## [Given request]
Copy the listing from the line holding "the torii gate." through its end, both included, and switch "marker" to "dot". Keep all other wording unchanged.

--- start ---

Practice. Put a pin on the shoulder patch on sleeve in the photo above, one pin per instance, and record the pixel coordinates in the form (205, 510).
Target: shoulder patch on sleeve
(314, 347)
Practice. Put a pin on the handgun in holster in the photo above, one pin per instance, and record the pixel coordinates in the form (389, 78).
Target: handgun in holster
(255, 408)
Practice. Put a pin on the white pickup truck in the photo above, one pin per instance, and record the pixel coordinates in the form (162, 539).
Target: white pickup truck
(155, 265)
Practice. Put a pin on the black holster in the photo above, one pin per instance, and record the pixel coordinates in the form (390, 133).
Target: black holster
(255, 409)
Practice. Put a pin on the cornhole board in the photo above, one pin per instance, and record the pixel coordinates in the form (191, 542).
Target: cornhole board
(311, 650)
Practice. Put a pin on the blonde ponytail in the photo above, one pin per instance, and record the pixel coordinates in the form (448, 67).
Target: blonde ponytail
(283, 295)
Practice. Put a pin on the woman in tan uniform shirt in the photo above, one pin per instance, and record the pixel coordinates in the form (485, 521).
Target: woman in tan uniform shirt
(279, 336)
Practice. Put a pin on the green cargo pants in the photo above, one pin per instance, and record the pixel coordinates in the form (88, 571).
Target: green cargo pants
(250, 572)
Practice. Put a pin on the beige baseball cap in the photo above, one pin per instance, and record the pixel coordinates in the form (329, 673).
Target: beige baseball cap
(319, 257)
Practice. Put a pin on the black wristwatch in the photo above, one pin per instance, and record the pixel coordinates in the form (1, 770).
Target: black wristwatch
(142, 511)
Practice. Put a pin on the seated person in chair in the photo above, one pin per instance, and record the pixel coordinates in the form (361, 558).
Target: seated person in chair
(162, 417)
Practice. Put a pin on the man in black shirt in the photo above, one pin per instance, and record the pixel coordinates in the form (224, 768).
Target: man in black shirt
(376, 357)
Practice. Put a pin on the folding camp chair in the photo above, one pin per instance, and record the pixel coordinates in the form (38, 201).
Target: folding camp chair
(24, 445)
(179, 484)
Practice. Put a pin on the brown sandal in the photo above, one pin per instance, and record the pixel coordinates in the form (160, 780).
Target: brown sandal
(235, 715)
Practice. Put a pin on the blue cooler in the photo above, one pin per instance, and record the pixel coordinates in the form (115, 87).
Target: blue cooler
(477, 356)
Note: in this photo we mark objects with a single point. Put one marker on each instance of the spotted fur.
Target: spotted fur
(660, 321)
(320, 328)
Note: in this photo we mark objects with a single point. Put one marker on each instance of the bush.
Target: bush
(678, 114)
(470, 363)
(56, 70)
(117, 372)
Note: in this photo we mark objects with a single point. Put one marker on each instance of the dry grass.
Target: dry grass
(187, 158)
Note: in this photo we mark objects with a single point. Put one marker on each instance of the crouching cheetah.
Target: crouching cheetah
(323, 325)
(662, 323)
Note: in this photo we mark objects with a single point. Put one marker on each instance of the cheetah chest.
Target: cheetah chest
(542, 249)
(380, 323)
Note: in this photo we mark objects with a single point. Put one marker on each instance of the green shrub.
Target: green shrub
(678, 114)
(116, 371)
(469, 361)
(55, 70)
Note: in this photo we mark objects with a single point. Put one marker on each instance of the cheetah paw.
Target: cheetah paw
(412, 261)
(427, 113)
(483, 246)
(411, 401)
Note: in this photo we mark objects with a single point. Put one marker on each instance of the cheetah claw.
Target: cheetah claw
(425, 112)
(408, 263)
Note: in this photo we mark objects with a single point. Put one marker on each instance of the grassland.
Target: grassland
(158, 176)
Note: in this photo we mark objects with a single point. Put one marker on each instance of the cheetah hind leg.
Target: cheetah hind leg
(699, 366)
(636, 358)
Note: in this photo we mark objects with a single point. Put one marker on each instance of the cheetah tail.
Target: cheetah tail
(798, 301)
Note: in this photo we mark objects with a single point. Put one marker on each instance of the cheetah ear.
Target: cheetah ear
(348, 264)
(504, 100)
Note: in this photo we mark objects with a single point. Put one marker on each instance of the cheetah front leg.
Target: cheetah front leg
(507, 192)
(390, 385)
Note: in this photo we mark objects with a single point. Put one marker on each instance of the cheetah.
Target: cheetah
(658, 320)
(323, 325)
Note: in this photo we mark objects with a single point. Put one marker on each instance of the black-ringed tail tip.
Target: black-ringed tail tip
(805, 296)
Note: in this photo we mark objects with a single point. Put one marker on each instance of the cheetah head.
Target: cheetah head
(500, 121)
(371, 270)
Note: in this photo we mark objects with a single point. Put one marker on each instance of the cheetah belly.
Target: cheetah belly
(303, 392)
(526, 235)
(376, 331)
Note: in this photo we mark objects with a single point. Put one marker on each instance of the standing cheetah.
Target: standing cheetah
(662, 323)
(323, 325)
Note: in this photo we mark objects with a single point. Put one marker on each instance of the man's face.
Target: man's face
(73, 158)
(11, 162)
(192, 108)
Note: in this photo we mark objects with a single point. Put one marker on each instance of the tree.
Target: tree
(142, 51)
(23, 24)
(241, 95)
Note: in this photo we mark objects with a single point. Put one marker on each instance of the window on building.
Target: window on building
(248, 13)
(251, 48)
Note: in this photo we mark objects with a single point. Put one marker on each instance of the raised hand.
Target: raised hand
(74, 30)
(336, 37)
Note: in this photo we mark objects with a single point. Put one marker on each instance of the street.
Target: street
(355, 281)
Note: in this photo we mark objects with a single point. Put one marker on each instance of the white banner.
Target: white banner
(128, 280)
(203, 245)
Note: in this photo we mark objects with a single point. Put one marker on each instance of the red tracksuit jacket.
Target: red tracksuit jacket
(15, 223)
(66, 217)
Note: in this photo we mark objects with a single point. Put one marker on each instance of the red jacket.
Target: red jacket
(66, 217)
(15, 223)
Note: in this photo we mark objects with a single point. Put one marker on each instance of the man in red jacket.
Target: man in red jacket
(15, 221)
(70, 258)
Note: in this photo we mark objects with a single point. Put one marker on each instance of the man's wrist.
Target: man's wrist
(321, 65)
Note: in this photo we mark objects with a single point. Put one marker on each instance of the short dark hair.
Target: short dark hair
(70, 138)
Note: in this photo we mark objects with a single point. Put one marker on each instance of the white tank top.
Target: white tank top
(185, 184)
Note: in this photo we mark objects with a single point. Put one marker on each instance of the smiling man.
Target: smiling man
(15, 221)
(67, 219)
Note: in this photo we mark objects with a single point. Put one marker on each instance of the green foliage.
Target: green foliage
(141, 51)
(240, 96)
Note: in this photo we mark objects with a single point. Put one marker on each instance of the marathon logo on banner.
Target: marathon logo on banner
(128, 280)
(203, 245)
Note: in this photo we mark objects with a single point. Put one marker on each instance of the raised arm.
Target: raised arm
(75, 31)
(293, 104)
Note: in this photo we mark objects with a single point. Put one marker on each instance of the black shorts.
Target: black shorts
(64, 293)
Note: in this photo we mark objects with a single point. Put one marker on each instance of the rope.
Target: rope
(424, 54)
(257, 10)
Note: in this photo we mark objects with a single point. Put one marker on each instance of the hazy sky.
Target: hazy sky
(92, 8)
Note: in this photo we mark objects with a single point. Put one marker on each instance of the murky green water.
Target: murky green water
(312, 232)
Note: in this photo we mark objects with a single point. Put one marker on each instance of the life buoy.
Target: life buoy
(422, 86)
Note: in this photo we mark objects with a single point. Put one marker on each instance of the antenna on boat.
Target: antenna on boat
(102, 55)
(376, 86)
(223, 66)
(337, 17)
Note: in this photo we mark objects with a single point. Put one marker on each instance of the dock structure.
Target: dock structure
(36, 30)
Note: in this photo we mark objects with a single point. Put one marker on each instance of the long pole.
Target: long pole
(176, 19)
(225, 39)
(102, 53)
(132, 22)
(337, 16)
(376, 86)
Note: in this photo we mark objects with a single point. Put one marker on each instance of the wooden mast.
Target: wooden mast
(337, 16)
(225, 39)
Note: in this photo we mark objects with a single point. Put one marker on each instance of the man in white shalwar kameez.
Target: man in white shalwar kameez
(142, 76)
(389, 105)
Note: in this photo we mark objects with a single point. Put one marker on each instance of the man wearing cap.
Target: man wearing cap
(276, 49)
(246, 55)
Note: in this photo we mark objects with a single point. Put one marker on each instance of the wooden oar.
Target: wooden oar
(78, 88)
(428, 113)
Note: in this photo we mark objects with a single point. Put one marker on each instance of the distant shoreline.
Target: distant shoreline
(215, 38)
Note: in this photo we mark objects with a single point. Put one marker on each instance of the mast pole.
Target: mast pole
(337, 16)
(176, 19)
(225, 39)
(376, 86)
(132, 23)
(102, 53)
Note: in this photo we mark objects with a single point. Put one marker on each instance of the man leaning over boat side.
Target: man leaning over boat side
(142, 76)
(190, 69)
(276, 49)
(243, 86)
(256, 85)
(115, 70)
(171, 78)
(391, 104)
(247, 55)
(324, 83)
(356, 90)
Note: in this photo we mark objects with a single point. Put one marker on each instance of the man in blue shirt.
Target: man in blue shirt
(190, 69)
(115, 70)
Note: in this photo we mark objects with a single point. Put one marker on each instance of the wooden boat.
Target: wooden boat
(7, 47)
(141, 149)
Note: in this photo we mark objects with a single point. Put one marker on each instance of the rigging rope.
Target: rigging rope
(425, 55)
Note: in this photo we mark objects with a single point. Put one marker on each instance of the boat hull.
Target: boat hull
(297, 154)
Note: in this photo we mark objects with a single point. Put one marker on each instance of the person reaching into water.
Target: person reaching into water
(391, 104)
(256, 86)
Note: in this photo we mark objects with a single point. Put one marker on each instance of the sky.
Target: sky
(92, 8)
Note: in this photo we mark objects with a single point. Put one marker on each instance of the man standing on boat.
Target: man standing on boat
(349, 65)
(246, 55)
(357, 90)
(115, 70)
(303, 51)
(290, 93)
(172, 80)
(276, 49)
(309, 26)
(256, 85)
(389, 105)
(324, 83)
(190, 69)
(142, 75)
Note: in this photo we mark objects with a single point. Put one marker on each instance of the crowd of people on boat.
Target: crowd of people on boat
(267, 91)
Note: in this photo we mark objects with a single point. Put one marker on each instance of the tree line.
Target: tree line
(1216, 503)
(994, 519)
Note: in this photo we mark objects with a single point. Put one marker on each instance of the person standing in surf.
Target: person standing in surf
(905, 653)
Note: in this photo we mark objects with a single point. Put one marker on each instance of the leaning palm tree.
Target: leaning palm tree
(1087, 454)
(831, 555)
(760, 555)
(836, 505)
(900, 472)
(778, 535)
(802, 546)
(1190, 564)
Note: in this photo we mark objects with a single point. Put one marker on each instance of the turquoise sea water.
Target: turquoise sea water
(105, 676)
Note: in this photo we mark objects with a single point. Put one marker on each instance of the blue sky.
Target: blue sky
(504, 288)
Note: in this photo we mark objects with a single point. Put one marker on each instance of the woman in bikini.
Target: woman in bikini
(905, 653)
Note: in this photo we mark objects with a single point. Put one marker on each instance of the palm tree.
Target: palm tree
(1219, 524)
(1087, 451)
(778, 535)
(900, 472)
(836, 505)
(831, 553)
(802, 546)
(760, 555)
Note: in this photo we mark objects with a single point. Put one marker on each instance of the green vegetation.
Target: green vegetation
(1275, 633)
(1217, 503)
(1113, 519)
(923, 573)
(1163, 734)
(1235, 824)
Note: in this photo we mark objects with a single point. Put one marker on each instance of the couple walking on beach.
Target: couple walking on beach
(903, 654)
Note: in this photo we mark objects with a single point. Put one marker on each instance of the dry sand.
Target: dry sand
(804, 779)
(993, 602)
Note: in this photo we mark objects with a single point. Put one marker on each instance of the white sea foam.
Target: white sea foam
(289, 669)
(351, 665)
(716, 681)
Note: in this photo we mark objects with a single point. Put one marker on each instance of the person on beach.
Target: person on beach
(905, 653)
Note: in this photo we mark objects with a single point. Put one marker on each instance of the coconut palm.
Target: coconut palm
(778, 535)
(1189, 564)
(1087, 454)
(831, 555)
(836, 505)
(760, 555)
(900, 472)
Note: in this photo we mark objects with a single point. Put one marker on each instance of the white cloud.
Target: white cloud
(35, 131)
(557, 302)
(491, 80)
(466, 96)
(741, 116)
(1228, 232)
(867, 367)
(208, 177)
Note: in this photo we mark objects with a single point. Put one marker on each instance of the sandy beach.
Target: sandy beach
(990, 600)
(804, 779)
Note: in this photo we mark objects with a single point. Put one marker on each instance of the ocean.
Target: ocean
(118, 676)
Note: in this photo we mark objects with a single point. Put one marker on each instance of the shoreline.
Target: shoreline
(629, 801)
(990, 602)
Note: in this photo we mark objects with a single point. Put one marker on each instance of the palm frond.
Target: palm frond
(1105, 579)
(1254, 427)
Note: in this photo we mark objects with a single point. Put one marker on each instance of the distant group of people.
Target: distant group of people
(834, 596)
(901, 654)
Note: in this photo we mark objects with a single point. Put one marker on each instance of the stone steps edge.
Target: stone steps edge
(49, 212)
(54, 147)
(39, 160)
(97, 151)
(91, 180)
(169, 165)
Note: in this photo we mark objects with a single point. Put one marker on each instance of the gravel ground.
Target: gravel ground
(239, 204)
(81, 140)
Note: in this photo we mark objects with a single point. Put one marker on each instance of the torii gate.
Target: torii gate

--- end ---

## [Answer]
Note: in this photo we mark objects with a single point. Put one dot on each instance of the torii gate.
Target: torii gate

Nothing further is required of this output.